- [Activity]
Return all of the records exactly.
**** Source information
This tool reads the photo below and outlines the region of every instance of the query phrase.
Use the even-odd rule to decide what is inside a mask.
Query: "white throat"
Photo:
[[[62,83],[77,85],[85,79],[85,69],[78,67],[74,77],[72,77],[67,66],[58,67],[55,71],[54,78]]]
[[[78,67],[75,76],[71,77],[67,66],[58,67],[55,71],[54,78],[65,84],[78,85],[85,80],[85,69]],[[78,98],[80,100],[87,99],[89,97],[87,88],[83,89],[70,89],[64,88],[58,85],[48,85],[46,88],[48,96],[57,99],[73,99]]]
********
- [Output below]
This tool reads the photo below and outlines the region of every instance of the query phrase.
Use the even-odd rule to decide what is inside a mask.
Query: "white throat"
Photo:
[[[62,83],[77,85],[85,79],[85,69],[78,67],[74,77],[72,77],[67,66],[58,67],[55,71],[54,78]]]
[[[78,67],[75,76],[71,77],[67,66],[58,67],[55,71],[54,78],[65,84],[78,85],[85,80],[85,69]],[[78,98],[80,100],[87,99],[89,97],[87,88],[83,89],[70,89],[64,88],[58,85],[48,85],[46,88],[48,96],[57,99],[73,99]]]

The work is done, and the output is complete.